#### WHAT NEEDS TO BE DONE
When you reach the entries below, transcribe each line word for word.

Stored entries
⁂

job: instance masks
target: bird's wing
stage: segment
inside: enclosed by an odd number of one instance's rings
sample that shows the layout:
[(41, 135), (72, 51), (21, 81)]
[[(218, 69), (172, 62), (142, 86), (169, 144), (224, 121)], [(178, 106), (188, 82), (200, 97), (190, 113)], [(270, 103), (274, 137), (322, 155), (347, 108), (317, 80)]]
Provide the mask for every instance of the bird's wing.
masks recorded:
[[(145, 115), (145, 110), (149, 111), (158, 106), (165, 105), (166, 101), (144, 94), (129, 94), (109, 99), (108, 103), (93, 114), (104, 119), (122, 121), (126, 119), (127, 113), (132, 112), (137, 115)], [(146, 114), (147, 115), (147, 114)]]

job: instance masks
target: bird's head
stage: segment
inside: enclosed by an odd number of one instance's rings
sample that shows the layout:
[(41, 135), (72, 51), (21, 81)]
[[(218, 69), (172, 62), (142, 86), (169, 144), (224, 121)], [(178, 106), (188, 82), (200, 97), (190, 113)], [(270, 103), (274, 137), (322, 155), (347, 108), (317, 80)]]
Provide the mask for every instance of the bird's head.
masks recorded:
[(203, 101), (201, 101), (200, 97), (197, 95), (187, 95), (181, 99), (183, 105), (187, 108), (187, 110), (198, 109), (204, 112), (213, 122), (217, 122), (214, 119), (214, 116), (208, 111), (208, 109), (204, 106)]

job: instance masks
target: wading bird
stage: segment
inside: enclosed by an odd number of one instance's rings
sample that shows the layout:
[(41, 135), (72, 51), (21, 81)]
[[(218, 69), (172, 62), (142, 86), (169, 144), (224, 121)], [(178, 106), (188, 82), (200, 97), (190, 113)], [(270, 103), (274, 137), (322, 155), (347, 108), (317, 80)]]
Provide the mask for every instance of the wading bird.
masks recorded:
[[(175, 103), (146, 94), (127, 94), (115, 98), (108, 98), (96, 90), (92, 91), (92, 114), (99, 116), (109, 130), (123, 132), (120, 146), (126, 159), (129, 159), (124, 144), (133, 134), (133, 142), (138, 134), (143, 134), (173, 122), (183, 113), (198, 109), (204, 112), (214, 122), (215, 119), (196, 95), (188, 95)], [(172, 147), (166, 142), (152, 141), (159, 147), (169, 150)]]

⁂

#### RESULT OF THE TASK
job: instance masks
target: bird's wing
stage: segment
inside: enclosed by an odd number of one instance's rings
sample that shows the layout:
[(41, 135), (72, 51), (21, 81)]
[[(218, 69), (172, 62), (142, 86), (169, 144), (224, 121)], [(178, 106), (188, 82), (200, 97), (190, 113)], [(270, 103), (274, 137), (322, 155), (347, 108), (317, 80)]]
Provide the mask for every instance of the bird's wing.
masks recorded:
[[(145, 115), (145, 110), (149, 111), (158, 106), (165, 105), (166, 101), (144, 94), (129, 94), (109, 99), (108, 103), (93, 114), (104, 119), (122, 121), (126, 119), (127, 113), (132, 112), (137, 115)], [(146, 114), (147, 115), (147, 114)]]

job: instance masks
target: bird's head
stage: segment
inside: enclosed by an odd number of one instance's rings
sample that shows the layout:
[(41, 135), (72, 51), (21, 81)]
[[(218, 69), (172, 62), (142, 86), (169, 144), (224, 121)], [(178, 106), (188, 82), (200, 97), (190, 113)], [(270, 103), (274, 137), (322, 155), (347, 108), (317, 80)]]
Provide the mask for every instance of the bird's head.
masks recorded:
[(203, 101), (201, 101), (200, 97), (197, 95), (187, 95), (181, 99), (183, 105), (187, 108), (187, 110), (198, 109), (204, 112), (213, 122), (217, 122), (214, 119), (214, 116), (208, 111), (208, 109), (204, 106)]

job: instance masks
target: wading bird
stage: segment
inside: enclosed by an odd number of one instance's rings
sample that shows the layout:
[(41, 135), (72, 51), (21, 81)]
[[(218, 69), (172, 62), (142, 86), (169, 144), (224, 121)], [(178, 106), (188, 82), (200, 97), (190, 113)], [(270, 103), (274, 137), (322, 155), (347, 108), (317, 80)]]
Provide the mask for every instance of the wading bird.
masks recorded:
[[(175, 103), (146, 94), (127, 94), (115, 98), (108, 98), (96, 90), (92, 91), (92, 114), (99, 116), (109, 130), (123, 132), (120, 146), (126, 159), (129, 159), (124, 144), (133, 134), (133, 142), (138, 134), (143, 134), (173, 122), (183, 113), (198, 109), (204, 112), (214, 122), (215, 119), (196, 95), (188, 95)], [(172, 147), (166, 142), (152, 141), (159, 147), (169, 150)]]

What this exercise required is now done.